_Problem_:
Within the listing below, how many lines hold "outline"? Reply with that number and no other text.

-=-=-

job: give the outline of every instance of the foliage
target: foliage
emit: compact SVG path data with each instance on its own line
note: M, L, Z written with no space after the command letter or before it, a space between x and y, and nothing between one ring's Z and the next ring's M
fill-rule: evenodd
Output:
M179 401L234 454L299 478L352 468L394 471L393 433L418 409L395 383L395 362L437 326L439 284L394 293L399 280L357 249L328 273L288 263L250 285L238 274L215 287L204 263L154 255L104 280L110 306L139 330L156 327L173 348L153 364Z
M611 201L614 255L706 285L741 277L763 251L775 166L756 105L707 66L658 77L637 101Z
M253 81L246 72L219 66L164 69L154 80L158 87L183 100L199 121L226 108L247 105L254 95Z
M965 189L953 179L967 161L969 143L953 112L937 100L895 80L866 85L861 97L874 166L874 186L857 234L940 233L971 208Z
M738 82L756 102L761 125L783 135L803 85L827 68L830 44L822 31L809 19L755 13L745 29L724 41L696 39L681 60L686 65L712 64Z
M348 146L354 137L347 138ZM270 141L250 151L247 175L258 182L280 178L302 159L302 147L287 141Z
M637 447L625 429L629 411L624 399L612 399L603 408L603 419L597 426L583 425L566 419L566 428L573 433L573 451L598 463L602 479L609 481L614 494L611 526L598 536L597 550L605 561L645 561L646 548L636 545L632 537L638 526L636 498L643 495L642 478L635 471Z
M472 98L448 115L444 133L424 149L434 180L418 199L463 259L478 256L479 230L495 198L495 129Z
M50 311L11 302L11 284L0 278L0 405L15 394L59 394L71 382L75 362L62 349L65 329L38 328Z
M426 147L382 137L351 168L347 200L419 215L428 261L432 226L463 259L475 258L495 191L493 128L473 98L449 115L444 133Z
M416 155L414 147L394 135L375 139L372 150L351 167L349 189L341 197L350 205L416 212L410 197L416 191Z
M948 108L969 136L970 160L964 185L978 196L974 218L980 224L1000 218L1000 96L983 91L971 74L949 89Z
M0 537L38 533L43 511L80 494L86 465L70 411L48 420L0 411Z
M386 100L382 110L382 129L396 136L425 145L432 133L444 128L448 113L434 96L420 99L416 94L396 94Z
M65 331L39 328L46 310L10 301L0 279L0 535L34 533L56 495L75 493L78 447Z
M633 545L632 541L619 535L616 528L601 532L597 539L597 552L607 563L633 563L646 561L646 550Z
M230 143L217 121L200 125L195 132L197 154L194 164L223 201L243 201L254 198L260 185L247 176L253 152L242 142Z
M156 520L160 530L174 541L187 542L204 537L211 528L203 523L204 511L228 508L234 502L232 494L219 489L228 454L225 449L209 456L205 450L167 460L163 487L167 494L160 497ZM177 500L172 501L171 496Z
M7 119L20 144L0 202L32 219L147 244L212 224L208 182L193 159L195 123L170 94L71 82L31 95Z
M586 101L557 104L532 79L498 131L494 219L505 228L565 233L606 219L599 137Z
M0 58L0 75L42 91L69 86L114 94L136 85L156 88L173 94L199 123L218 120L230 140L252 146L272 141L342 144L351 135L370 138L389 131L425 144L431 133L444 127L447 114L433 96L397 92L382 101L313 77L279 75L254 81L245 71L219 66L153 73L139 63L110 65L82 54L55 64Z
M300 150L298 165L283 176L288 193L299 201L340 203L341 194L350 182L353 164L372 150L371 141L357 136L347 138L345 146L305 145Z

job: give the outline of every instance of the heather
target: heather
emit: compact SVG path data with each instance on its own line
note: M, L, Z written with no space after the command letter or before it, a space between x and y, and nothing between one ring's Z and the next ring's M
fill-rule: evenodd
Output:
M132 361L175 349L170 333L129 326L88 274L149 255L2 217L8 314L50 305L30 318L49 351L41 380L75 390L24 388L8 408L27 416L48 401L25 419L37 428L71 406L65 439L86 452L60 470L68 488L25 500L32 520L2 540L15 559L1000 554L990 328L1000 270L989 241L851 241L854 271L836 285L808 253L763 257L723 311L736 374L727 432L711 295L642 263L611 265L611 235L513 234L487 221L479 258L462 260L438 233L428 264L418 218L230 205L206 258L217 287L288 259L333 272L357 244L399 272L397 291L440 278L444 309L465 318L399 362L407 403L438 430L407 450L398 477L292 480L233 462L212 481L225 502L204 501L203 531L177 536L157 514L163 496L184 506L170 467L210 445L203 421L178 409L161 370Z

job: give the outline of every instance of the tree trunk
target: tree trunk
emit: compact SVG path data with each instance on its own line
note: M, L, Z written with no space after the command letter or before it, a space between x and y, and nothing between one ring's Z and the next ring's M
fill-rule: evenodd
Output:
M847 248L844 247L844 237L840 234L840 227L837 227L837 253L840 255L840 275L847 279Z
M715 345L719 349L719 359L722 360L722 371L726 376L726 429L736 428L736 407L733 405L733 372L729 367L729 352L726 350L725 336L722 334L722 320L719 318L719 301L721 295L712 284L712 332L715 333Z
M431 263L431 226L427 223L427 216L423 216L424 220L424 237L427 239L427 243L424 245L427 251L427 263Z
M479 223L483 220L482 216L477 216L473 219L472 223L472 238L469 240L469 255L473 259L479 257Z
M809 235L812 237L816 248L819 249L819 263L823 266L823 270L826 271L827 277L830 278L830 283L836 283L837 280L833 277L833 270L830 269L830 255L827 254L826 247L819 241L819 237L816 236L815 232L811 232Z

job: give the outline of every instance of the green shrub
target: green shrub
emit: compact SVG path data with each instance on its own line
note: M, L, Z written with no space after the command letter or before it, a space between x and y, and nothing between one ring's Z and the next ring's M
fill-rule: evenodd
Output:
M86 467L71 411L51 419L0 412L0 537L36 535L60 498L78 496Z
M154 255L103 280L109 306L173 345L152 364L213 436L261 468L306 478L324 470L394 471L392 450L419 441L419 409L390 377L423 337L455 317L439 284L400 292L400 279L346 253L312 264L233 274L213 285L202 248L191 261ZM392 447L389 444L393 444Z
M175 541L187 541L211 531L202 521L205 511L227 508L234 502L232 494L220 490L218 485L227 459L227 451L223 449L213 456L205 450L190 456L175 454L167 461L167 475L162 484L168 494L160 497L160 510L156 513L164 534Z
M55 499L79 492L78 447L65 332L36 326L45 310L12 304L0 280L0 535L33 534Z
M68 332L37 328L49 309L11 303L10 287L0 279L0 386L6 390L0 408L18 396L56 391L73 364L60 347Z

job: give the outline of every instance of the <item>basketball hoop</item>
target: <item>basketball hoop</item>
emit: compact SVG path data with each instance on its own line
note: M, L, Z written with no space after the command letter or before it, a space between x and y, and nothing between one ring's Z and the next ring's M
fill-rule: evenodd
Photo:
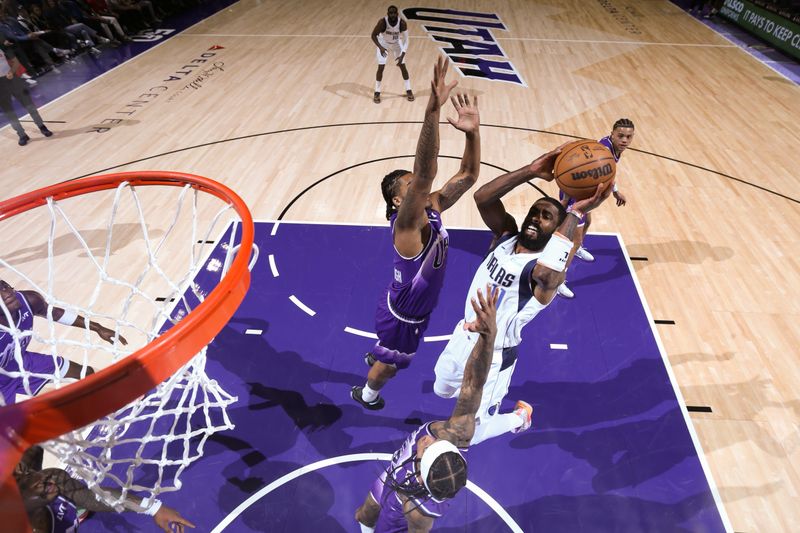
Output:
M145 190L145 188L149 189L151 187L180 188L180 191L177 191L180 197L175 215L172 217L170 225L168 225L168 228L164 231L163 237L158 240L156 246L153 246L153 243L150 242L151 239L148 233L150 225L144 220L143 214L145 210L141 205L138 191L139 188ZM80 230L76 229L75 223L66 216L61 208L61 203L66 200L70 200L70 202L77 201L75 199L78 197L84 197L91 193L99 193L100 191L108 191L104 194L114 195L114 203L111 206L110 213L111 223L108 227L108 237L106 239L105 253L102 261L94 257L91 246L87 244L88 240L81 236ZM175 189L170 189L170 192L173 191L175 191ZM233 246L228 247L227 257L224 261L227 271L223 274L222 279L219 280L213 290L208 292L207 295L204 294L203 291L198 291L197 288L194 287L193 281L194 277L203 267L205 261L203 254L197 254L195 250L196 243L198 242L197 238L202 237L197 234L199 219L197 212L198 195L201 194L204 196L210 195L221 200L223 208L217 212L216 216L211 220L209 228L205 233L205 239L199 242L214 242L209 241L208 237L215 229L216 224L223 220L225 214L229 214L232 217L235 215L241 222L241 238L238 245L235 247L236 250L234 250ZM123 229L128 232L132 232L134 229L137 231L140 230L144 235L143 241L147 250L146 253L149 255L147 258L147 271L138 275L133 281L112 279L108 276L108 266L112 261L112 256L115 255L112 246L115 217L117 216L120 198L123 196L127 197L128 195L133 198L131 212L138 212L140 224L137 225L137 223L132 222L131 224L125 225ZM158 198L161 197L163 197L163 195L159 193ZM162 256L165 255L162 251L162 247L168 246L170 239L177 238L174 237L174 235L177 235L174 228L181 224L178 222L180 219L179 215L182 215L182 206L187 197L192 198L192 222L191 228L187 229L186 232L191 232L191 238L193 240L190 243L190 251L188 253L189 266L185 274L182 273L176 276L176 281L172 277L164 274L165 269L162 263L166 262L166 260L162 261ZM213 198L207 200L204 198L202 201L216 202L217 200ZM69 202L67 202L67 204L69 204ZM0 523L3 524L3 529L6 531L29 531L26 513L12 475L15 465L25 449L33 444L55 439L69 432L77 434L76 430L79 428L85 428L88 424L102 417L108 417L109 415L111 415L110 420L116 422L117 425L109 425L106 422L105 425L100 428L99 433L102 433L103 430L110 431L114 433L114 438L118 438L118 433L122 431L120 428L125 426L123 429L127 430L127 425L129 424L129 419L122 417L131 416L132 412L138 412L137 410L143 409L141 406L132 406L143 403L153 403L154 400L152 400L152 398L155 398L157 394L167 394L167 400L162 401L173 401L169 400L169 395L172 394L172 392L171 389L167 390L166 384L185 378L192 380L192 386L200 387L205 398L205 400L203 400L205 403L197 408L194 406L183 407L186 410L181 411L179 414L185 416L188 420L192 415L195 415L197 409L202 411L204 407L208 408L210 406L218 409L222 422L217 425L216 422L212 422L208 418L208 415L206 415L207 424L201 428L200 432L203 434L203 438L199 445L199 452L189 457L188 460L185 460L178 466L174 488L165 488L161 486L162 480L159 474L159 479L155 482L155 488L151 487L148 490L150 490L151 494L156 495L164 490L176 490L177 487L180 486L177 475L188 462L202 455L202 444L205 442L205 438L214 431L232 427L232 424L228 420L227 413L225 412L225 407L235 401L235 398L225 393L225 391L218 387L215 381L209 379L205 375L204 352L206 345L219 333L236 311L239 304L244 299L250 284L248 262L250 261L251 251L253 250L254 230L252 217L246 204L236 193L224 185L208 178L178 172L147 171L109 174L64 182L0 203L0 222L5 224L12 217L17 217L18 215L40 206L48 206L51 212L50 235L47 244L49 276L47 284L45 285L44 283L34 281L32 277L28 277L24 269L14 267L4 259L0 259L0 267L22 278L27 282L25 285L30 285L19 287L20 290L33 289L42 293L47 300L49 309L53 307L54 303L63 306L62 300L56 298L52 292L55 283L53 280L54 256L59 253L58 247L61 242L58 241L60 237L55 235L53 229L58 220L61 225L66 225L75 233L75 237L77 237L75 242L79 243L76 249L80 250L82 256L88 257L87 264L93 264L98 268L97 274L102 283L109 284L115 290L120 290L122 292L127 290L129 292L129 295L126 296L127 300L121 300L123 303L123 312L118 319L111 318L107 311L93 311L93 306L95 306L100 299L100 285L95 287L91 294L91 305L88 307L73 305L72 307L84 314L84 316L87 317L87 322L90 315L86 313L93 312L95 314L92 314L92 317L105 321L113 320L115 325L113 329L117 336L119 336L120 330L123 330L123 334L128 335L127 332L129 328L131 328L141 332L148 342L138 349L125 350L121 344L117 342L117 338L115 337L113 346L103 348L107 353L113 355L113 360L115 361L113 364L75 383L60 387L60 383L57 382L57 388L55 390L45 392L20 403L0 406L0 502L2 502L0 503L0 521L2 521ZM160 207L154 209L164 211ZM61 222L62 217L63 223ZM233 230L231 230L231 232L233 232ZM161 254L159 254L159 252L161 252ZM235 257L231 260L233 254L235 254ZM170 253L167 255L171 260L173 254ZM32 263L33 260L27 258L27 256L25 257L25 261L28 262L30 269L40 266L41 264L41 261ZM154 304L154 302L160 300L158 298L153 298L142 285L143 280L151 274L154 278L157 278L161 285L169 288L170 297L164 299L166 303L164 303L162 307L154 307L158 310L156 311L156 315L149 318L151 323L147 326L141 326L130 318L129 309L130 306L135 305L139 300L147 300L147 305ZM5 274L3 275L5 276ZM41 277L43 276L40 276L40 278ZM79 281L75 280L74 283L79 283ZM198 305L190 305L187 302L184 296L184 293L187 291L195 291L195 299L199 302ZM174 311L174 309L170 307L170 299L176 301L176 305L183 305L186 307L185 313L175 320L169 318ZM119 302L115 301L115 303ZM51 313L51 311L48 312L49 318L47 320L52 334L55 328L53 326ZM59 328L61 327L63 326L59 326ZM82 339L79 341L63 340L57 338L54 334L52 334L51 337L42 336L41 339L37 339L45 344L52 344L53 353L55 353L58 346L72 346L73 344L79 346L79 348L76 349L83 350L85 353L97 347L96 340L89 340L88 328L85 337L87 339L85 342ZM84 356L84 363L85 361L86 356ZM186 374L186 376L184 374ZM191 374L191 377L187 377L188 374ZM176 385L173 383L170 386L175 387ZM188 387L185 382L181 382L177 386L181 390ZM137 404L131 403L134 399L142 395L145 395L144 401L137 402ZM160 409L160 407L158 409ZM156 415L157 414L158 412ZM115 420L114 416L120 417L119 420ZM146 416L152 417L154 415L148 413ZM98 432L96 430L97 428L95 428L95 433ZM188 443L189 436L196 437L197 434L179 435L174 437L174 439L173 435L170 434L168 438L165 438L165 441L171 442L172 440L183 437ZM149 434L148 437L150 437ZM77 440L56 442L52 447L48 447L47 449L55 451L57 455L59 450L61 453L67 455L76 453L80 455L82 452L76 452L76 450L80 450L78 445L86 444L87 442L81 441L80 439L82 438L89 438L89 435L86 435L86 430L84 430L84 433L79 437L76 437ZM96 443L92 442L92 444L94 445ZM62 460L64 459L62 458ZM92 461L94 460L95 459L92 458ZM136 457L134 457L132 461L137 464L142 462L141 451L136 452ZM87 463L84 462L81 464L86 466ZM88 472L90 479L87 479L82 475L87 474L87 472L81 472L81 470L91 470L91 468L81 468L80 464L76 466L69 462L68 466L72 467L71 472L74 475L84 479L90 488L95 490L98 494L103 495L102 489L99 487L99 482L104 479L104 475L91 477L94 475L93 472ZM120 482L119 479L111 474L105 477L115 480L118 483ZM126 491L131 488L134 490L142 490L142 487L131 484L130 481L125 482L124 478L121 488L121 498L124 498ZM120 500L114 502L109 502L107 498L106 500L107 503L115 504L117 508L119 508L120 505L124 505Z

-=-=-

_Your solution_:
5